__MATERIAL FOR THIS TASK__.
^^^^^^^^

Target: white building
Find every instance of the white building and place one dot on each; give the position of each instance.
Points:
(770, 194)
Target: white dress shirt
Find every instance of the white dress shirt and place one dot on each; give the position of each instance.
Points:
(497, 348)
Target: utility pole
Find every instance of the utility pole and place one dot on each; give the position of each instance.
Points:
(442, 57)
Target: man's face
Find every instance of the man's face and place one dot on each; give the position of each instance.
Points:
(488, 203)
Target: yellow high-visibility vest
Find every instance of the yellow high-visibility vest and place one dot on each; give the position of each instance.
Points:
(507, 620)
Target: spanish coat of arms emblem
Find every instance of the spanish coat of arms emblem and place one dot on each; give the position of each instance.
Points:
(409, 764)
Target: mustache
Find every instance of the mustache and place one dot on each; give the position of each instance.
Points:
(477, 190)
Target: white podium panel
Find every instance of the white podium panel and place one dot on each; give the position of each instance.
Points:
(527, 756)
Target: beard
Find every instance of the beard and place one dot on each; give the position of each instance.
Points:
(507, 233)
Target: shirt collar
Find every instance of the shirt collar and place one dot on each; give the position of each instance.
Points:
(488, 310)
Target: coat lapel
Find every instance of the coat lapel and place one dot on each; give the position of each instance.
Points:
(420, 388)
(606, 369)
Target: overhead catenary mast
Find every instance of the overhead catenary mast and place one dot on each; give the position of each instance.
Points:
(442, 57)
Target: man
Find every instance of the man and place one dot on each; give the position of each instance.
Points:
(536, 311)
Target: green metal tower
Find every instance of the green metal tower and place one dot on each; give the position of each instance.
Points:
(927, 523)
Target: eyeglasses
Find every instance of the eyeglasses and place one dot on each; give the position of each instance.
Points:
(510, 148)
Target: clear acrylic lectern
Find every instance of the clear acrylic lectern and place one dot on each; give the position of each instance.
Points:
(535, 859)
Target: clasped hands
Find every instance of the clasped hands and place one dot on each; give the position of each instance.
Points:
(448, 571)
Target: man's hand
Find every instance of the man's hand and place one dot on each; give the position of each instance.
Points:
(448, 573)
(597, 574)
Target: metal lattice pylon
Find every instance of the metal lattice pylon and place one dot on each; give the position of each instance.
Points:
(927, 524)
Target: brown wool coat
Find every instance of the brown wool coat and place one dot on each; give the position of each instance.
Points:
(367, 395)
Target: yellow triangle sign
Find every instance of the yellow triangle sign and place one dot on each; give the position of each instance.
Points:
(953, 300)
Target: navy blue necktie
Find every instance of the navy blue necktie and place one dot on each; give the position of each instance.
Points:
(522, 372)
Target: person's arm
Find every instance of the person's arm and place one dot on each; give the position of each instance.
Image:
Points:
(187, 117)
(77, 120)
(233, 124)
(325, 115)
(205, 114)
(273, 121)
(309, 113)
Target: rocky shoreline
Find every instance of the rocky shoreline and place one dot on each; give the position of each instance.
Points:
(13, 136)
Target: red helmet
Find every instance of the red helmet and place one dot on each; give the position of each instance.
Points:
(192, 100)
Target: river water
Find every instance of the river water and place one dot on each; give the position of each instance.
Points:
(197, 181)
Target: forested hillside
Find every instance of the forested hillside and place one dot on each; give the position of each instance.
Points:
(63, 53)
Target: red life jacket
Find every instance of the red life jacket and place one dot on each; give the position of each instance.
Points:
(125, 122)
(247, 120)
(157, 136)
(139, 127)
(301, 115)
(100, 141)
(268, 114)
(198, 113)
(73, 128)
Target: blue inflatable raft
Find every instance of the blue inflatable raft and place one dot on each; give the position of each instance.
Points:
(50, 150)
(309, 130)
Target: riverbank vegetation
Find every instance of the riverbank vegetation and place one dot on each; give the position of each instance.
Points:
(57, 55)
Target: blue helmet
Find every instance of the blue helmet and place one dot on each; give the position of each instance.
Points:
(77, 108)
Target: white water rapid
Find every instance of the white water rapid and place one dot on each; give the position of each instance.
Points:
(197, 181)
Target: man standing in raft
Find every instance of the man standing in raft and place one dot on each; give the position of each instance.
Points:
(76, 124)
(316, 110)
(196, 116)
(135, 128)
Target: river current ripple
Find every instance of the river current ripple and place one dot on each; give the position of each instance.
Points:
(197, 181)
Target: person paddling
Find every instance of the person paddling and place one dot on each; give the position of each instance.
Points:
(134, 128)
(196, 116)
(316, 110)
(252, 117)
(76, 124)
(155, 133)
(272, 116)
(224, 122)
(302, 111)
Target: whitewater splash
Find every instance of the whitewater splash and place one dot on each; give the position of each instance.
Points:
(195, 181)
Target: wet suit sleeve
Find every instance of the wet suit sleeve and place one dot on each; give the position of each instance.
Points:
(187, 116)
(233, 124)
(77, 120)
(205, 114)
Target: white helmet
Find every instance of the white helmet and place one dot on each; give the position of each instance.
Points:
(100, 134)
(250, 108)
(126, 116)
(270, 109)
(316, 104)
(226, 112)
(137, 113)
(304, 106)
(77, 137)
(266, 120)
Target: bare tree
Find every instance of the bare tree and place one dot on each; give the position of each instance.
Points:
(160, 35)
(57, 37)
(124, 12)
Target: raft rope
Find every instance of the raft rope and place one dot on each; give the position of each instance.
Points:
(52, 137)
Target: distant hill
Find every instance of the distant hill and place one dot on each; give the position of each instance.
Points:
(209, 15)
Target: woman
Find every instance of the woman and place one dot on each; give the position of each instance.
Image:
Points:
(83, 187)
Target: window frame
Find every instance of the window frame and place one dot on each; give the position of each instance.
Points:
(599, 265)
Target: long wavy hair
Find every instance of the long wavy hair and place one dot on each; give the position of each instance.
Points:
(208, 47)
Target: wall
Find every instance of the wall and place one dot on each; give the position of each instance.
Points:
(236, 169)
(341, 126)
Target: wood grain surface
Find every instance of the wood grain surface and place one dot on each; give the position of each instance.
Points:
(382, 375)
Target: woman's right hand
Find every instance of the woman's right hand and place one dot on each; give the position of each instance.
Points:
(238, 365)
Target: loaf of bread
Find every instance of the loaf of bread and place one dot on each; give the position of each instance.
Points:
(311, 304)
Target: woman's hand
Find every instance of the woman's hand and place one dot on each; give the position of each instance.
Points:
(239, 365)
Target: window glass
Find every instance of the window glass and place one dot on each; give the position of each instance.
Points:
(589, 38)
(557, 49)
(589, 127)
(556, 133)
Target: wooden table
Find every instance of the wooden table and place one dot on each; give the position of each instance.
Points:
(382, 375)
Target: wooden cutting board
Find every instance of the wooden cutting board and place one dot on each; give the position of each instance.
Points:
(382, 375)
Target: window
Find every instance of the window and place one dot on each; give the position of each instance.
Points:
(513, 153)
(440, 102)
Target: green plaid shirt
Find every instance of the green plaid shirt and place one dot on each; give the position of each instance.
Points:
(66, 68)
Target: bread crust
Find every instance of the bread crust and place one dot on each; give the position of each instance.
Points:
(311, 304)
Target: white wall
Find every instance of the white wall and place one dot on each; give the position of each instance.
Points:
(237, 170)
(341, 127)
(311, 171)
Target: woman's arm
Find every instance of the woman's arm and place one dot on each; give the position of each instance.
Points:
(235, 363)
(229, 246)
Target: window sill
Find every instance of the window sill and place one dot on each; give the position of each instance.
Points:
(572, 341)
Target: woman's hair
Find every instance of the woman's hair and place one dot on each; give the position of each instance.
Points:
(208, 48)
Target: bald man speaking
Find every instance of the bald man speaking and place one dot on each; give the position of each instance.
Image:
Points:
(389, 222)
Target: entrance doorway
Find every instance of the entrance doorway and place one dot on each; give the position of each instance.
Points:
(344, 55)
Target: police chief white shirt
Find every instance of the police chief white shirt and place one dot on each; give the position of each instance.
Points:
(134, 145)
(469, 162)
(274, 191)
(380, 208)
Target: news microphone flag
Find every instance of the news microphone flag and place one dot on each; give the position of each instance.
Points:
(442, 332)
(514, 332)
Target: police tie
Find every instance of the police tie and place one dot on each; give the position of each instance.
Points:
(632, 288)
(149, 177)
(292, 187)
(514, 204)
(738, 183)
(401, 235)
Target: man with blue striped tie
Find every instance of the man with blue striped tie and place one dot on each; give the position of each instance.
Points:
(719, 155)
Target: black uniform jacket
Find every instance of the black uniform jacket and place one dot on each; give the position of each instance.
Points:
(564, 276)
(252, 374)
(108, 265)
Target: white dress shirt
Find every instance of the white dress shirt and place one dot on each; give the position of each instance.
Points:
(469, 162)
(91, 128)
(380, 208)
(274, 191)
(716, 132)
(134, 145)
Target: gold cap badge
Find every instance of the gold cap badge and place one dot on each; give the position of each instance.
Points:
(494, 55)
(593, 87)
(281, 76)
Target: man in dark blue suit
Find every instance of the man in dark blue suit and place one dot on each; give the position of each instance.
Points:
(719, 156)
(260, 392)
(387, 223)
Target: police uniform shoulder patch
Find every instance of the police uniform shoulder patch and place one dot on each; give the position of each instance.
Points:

^^^^^^^^

__WHAT IS NEEDED__. Everything from the line containing "Find every instance of the bread" through the line containing "Target: bald man speaking" in the material above should be retyped exactly, both ends included, and nothing more.

__OUTPUT OF THE TASK__.
Find every instance of the bread crust and place one dot on each; give the position of each instance.
Points:
(311, 304)
Target: white wall
Find every instance of the white wall and place one dot on each; give the position of each instance.
Points:
(237, 170)
(341, 127)
(311, 171)
Target: woman's arm
Find every instance of the woman's arm and place one dot on each; give the position of each instance.
Points:
(235, 363)
(229, 246)
Target: window sill
Find every instance of the window sill and place one dot on each; give the position of each instance.
Points:
(572, 341)
Target: woman's hair
Find every instance of the woman's hair and place one dot on each; give the position of each instance.
Points:
(208, 48)
Target: bald man speaking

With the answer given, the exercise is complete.